DIA: “With the establishment of the Defense
HUMINT Service, DIA began to accumulate operational files that invariably
contained sensitive information on sources and methods.” |
FACT: DIA is using the establishment of the
DHS in 1995 to add some urgency to its request
for a FOIA exemption that it has sought ever since the CIA got one in 1984.
However, DIA actually began to accumulate such files from its very beginning
in 1961, and the various military HUMINT units accumulated such files even
earlier. |
DIA: “While these files are always exempt
from release, the Freedom of Information Act requires that they be searched
and reviewed consuming many man-hours in fruitless effort.” |
FACT: This sentence is false. These files
are almost never exempt from release. The DIA and the various military
HUMINT units have declassified and released thousands of HUMINT reports
over the years under FOIA and other declassification processes. Usually,
the identifier of the source is blacked out, but the substance of the report
is released. This is hardly a “fruitless effort,” since these reports
have provided invaluable information on human rights abuses by foreign
militaries such as in Chile and Guatemala, and have contributed to U.S.
policy encouraging greater military transparency and rule of law abroad.
More than two dozen of these declassified HUMINT
reports are posted in this briefing book. |
DIA: “The proposed legislation, modeled
on the CIA Information Act of 1984, would
give DIA the same exemption from searching its operational files as that
held by CIA and NIMA.” |
FACT: Section 1045
is more than modeled, it is an exact duplication of the CIA
Act, but the Defense HUMINT Service to which section 1045 applies is
not at all analogous to the CIA directorate of operations or to the National
Imagery and Mapping Agency. Defense attachés and the military
intelligence unit personnel who make up the bulk of the DHS staff operate
openly and officially overseas, not covertly like the CIA. The largest
component of the DHS, the Army’s HUMINT activity, actually produces the
vast majority of its reports from open sources, not clandestine ones.
In FY 1992, for example, the declassified Army INSCOM history shows that
87% of HUMINT reports were from open sources, and 13% clandestine.
(INSCOM reporting based on human sources is now part of the Defense HUMINT
Service.) |
DIA: “It also includes provision for a decennial
review for releasibility of exempt files.” |
FACT: The decennial review process built into
the CIA Act of 1984 does not work. The only such review performed
to date by CIA, described to Archive staff and other scholars and public
interest groups in a briefing on 29 August 1994, resulted in removing from
exemption only a handful of unutilized file categories, the addition of
three new file categories to be exempted, and no net declassification despite
ten years passage of time and the end of the Cold War. CIA had argued
in 1984 that exempting operational files, for which there was an average
two-and-a-half year wait for search and review, would allow them to speed
up their other FOIA processing. In fact, CIA’s average FOIA response
time today is greater than two-and-a-half years for any documents that
have not been previously released (the FOIA law requires 20 working days).

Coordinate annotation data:
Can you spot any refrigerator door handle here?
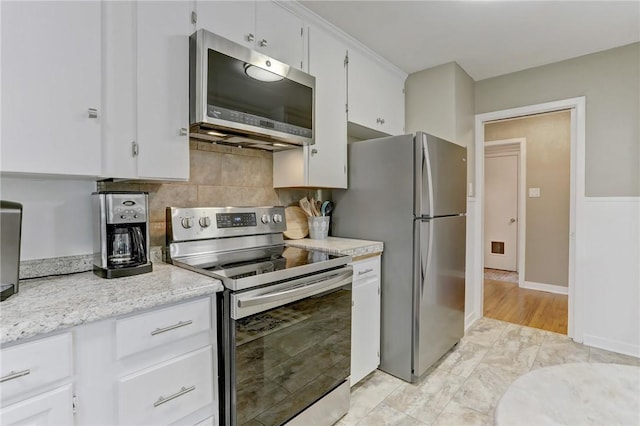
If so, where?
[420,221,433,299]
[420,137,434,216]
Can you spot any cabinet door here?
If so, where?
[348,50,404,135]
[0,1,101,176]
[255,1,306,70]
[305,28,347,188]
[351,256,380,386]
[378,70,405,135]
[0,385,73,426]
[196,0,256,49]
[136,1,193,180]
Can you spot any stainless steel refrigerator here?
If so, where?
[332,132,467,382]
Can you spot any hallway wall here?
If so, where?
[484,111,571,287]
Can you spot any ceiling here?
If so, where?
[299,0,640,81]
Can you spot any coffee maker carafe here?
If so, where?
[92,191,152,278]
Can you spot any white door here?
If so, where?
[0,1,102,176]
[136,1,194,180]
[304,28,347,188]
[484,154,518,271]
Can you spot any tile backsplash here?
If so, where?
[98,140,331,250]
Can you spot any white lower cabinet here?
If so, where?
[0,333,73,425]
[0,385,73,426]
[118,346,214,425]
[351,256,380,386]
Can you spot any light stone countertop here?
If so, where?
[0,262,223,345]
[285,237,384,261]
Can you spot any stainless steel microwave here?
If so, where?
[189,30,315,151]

» **Problem to solve**
Condense the paragraph of the text on the DIA records exemption that begins "FACT: Section 1045" into a short bulleted list that retains its main facts. These data bear no relation to the text on the DIA records exemption.

» **Result below**
- Section 1045 is an exact duplication of the CIA Act, not merely modeled on it.
- The Defense HUMINT Service it applies to is not analogous to the CIA directorate of operations or to the National Imagery and Mapping Agency.
- Defense attachés and military intelligence unit personnel, the bulk of DHS staff, operate openly and officially overseas rather than covertly like the CIA.
- The Army's HUMINT activity, the largest DHS component, produces the vast majority of its reports from open sources. In FY 1992, the declassified Army INSCOM history shows 87% of HUMINT reports came from open sources and 13% from clandestine ones.
- INSCOM reporting based on human sources is now part of the Defense HUMINT Service.